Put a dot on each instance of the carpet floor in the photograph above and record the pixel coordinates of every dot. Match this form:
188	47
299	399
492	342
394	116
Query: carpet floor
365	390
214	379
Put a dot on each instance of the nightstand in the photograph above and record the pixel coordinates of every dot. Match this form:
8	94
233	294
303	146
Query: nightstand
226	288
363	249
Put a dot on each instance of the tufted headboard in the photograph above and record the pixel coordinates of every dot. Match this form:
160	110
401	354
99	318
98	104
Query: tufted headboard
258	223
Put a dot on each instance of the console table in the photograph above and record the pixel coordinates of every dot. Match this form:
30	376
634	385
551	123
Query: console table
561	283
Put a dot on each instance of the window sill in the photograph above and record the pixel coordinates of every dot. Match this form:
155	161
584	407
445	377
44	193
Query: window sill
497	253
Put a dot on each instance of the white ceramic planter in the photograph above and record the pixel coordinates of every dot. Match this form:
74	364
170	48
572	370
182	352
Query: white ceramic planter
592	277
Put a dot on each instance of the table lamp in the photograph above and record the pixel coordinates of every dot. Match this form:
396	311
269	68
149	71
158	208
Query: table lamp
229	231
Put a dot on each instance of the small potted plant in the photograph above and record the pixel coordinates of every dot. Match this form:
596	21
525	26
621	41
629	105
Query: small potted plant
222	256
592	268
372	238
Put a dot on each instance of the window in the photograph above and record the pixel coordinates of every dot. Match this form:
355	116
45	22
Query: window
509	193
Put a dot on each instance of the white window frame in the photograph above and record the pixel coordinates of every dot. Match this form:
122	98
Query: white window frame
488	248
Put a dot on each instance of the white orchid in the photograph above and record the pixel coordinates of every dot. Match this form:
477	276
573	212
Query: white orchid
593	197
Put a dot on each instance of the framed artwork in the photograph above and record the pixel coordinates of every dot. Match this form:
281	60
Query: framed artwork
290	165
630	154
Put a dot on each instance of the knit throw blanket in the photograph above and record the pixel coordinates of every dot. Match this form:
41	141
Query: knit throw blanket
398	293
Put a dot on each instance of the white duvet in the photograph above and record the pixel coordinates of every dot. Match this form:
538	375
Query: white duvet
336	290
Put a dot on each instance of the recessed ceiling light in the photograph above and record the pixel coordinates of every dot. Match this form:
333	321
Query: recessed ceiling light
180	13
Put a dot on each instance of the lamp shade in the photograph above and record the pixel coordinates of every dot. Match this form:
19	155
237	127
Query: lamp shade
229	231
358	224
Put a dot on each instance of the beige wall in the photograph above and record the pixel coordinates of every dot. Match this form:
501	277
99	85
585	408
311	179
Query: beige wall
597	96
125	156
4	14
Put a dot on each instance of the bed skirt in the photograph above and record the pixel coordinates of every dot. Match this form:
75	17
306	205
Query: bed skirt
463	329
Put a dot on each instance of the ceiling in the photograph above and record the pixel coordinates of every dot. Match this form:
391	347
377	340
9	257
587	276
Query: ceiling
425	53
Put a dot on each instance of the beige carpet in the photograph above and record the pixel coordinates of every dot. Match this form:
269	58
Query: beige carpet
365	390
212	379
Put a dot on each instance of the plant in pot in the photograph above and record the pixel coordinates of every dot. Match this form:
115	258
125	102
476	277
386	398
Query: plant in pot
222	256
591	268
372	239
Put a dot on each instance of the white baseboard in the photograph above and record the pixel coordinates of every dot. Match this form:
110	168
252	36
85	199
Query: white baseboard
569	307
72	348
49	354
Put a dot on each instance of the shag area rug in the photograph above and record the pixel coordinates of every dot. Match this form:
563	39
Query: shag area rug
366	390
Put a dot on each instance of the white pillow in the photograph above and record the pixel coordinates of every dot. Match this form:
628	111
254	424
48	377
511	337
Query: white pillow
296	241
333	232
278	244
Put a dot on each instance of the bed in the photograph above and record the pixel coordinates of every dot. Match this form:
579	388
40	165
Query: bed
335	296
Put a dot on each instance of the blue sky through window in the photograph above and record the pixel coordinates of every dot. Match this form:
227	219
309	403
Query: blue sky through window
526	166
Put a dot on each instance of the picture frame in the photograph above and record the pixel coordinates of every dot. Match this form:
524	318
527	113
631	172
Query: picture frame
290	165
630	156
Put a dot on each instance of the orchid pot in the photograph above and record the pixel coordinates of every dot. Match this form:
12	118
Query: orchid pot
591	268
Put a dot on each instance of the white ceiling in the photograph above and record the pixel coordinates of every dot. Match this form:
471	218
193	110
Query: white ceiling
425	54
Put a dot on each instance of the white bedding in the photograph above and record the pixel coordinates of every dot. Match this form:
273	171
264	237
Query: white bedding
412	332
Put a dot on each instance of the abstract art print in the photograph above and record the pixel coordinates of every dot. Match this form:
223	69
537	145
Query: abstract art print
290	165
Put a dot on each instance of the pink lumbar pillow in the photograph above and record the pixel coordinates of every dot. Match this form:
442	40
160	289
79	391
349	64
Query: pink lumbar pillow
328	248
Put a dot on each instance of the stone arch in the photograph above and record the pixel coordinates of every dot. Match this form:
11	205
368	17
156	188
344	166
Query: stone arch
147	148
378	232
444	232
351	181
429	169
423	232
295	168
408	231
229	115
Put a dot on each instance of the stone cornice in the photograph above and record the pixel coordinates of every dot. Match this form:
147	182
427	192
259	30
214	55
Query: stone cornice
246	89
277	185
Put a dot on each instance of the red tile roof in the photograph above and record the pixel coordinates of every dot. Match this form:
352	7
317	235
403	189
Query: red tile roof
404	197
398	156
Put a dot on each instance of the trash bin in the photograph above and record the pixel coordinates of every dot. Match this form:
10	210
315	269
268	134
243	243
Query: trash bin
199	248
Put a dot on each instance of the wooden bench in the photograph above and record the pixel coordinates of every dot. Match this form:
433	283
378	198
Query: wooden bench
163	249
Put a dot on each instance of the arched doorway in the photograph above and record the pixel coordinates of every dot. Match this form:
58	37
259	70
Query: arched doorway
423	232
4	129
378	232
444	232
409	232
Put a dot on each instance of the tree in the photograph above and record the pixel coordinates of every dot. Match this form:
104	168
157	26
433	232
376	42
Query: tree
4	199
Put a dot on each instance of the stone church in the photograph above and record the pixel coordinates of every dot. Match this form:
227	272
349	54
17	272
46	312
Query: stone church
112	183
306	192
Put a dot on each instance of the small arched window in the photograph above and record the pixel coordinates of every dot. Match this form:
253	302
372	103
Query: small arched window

**TO DO:** Go through the records and print each one exactly.

**FULL ANSWER:**
Put a dot on each instance of the carpet floor in the photograph above and record the pixel coordinates of every dot. Match this form:
188	47
299	399
492	342
394	116
Query: carpet floor
365	390
214	379
Put a dot on each instance of the nightstand in the photograph above and record the pixel coordinates of every dot. Match this form:
8	94
233	294
303	146
Query: nightstand
226	288
363	249
Put a dot on each instance of the tufted headboard in the photograph above and record the pixel coordinates of every dot. Match this form:
160	110
401	354
99	318
98	104
Query: tufted headboard
258	223
Put a dot on each instance of the console table in the photograph above and record the pixel coordinates of every dot. Match this form:
30	376
634	385
551	123
Query: console table
561	283
Put a dot on each instance of the window sill in the photograph above and record the pixel coordinates of every dot. Match this form:
155	161
584	407
445	377
44	193
Query: window sill
497	253
Put a dot on each instance of the white ceramic planter in the photograph above and record the pixel coordinates of every dot. Match this form:
74	364
170	48
572	370
182	352
Query: white ceramic planter
592	277
Put a dot on each instance of the table lamp in the photograph above and record the pixel coordinates of every dot. Match this form:
396	311
269	68
149	71
158	208
Query: table lamp
229	231
Put a dot on each instance of the small potted plant in the photograph above and record the pixel coordinates of every dot. Match this form:
596	21
525	26
621	41
629	105
Query: small potted plant
222	256
592	268
372	238
Put a dot on each instance of the window in the photograph above and record the pixel coordinates of every dot. Match this form:
355	116
45	22
Query: window
509	193
Put a dot on each instance of the white window frame in the photograph above and record the pixel coordinates of every dot. Match this form:
122	98
Query: white window frame
488	248
Put a dot on each instance of the white orchid in the photograph above and record the pixel coordinates of every dot. Match this form:
477	276
573	212
Query: white orchid
593	197
Put a dot on each instance of the framed artwork in the photograph above and record the pixel coordinates of every dot. Match this form:
281	60
Query: framed artwork
290	165
630	154
Put a dot on each instance of the knit throw blanket in the photograph above and record the pixel coordinates of every dot. Match this form:
41	141
Query: knit throw blanket
398	293
Put a dot on each instance of the white duvet in the photograph above and record the pixel coordinates of every dot. Match this form:
538	375
Query: white duvet
336	290
Put a dot on each instance of the recessed ceiling light in the photograph above and record the pixel coordinates of every dot. Match this form:
333	321
Query: recessed ceiling light
180	13
Put a dot on each instance of the lamp shade in the photograph above and record the pixel coordinates of every dot. Match this form:
19	155
237	127
Query: lamp shade
229	231
358	224
Put a dot on each instance of the beige wall in the photograph above and record the pixel coordinates of every dot. Match this form:
501	277
99	85
585	408
311	179
Query: beige wall
597	96
125	156
4	14
Put a dot on each instance of the bed skirt in the photograph above and record the pixel coordinates of every dot. Match this form:
75	17
306	205
Query: bed skirt
463	329
Put a dot on each instance of the ceiling in the photograph above and record the pixel coordinates of every dot. Match this form:
391	347
377	340
9	257
587	276
Query: ceiling
425	53
Put a dot on each instance of the beige carpet in the photograph above and record the pixel coordinates of every dot. Match this form:
269	58
Query: beige carpet
365	390
212	379
Put a dot on each instance of the plant in pot in the photograph above and record the pixel coordinates of every dot. Match this form:
115	258
125	102
476	277
386	398
Query: plant in pot
222	256
591	268
372	239
Put a dot on each instance of the white baseboard in the photograph above and record the pixel coordinates of every dot. Match this form:
110	168
252	36
85	199
Query: white baseboard
569	307
72	348
49	354
Put a dot on each instance of the shag area rug in the photograph above and record the pixel coordinates of every dot. Match this form:
563	39
Query: shag area rug
366	390
Put a dot on each instance of the white pillow in the photograph above and record the pixel coordinates of every dot. Match this form:
628	111
254	424
48	377
511	337
Query: white pillow
296	241
333	232
278	244
Put a dot on each instance of the bed in the photograph above and record the pixel coordinates of every dot. Match this form:
579	388
40	165
Query: bed
335	296
Put a dot on each instance of the blue sky through window in the photograph above and record the pixel coordinates of every dot. Match this form:
227	219
309	403
Query: blue sky through window
526	166
Put a dot on each instance of the picture frame in the photograph above and record the pixel coordinates of every dot. Match this form:
524	318
527	113
631	172
Query: picture frame
290	165
630	156
Put a dot on each instance of the orchid pot in the photograph above and record the pixel coordinates of every dot. Match this form:
12	118
Query: orchid pot
591	268
Put a dot on each instance of the white ceiling in the photograph above and record the pixel coordinates of every dot. Match this form:
471	218
193	110
Query: white ceiling
425	54
Put a dot on each instance of the white bedding in the photograph above and record the pixel coordinates of every dot. Match this form:
273	171
264	237
Query: white bedding
412	332
Put a dot on each instance of the abstract art print in the photograph above and record the pixel coordinates of every dot. Match this form:
223	69
537	145
Query: abstract art print
290	165
Put a dot on each instance of the pink lumbar pillow in the photograph above and record the pixel coordinates of every dot. Match this form:
442	40
160	289
79	391
349	64
Query: pink lumbar pillow
328	248
Put a dot on each instance of the stone arch in the photograph above and record the pixel coordinates of every dot. Match this form:
11	205
368	17
156	188
344	166
Query: stone arch
147	148
378	232
444	232
351	181
429	169
423	232
295	168
408	231
229	115
Put a dot on each instance of the stone cornice in the photograph above and record the pixel coordinates of every dot. Match this form:
147	182
427	192
259	30
214	55
Query: stone cornice
246	89
277	185
Put a dot on each instance of the red tile roof in the photograph above and record the pixel coordinates of every dot. Match this form:
352	7
317	235
403	189
Query: red tile roof
404	197
398	156
Put a dot on each instance of the trash bin in the photograph above and record the pixel coordinates of every dot. Match this form:
10	210
315	269
268	134
243	243
Query: trash bin
199	248
Put a dot on each instance of the wooden bench in the photograph above and record the pixel coordinates of every dot. Match this form:
433	283
378	198
Query: wooden bench
163	249
Put a dot on each instance of the arched doorway in the photograph above and record the pixel coordinates of every dot. Match this form:
58	37
259	70
Query: arched doorway
423	232
4	129
378	232
444	232
409	232
Put a dot on each instance of the tree in the photograph above and record the pixel coordinates of every dot. Match this form:
104	168
157	26
433	232
376	42
Query: tree
4	199
Put a dot on each instance of the stone church in the photograph above and record the pixel coordinates of every dot. Match this form:
227	272
349	54
17	272
46	312
Query: stone church
112	183
306	192
Put a dot on each instance of the small arched window in the photograph above and record the pixel coordinates of every dot. Match this form:
253	302
372	103
Query: small arched window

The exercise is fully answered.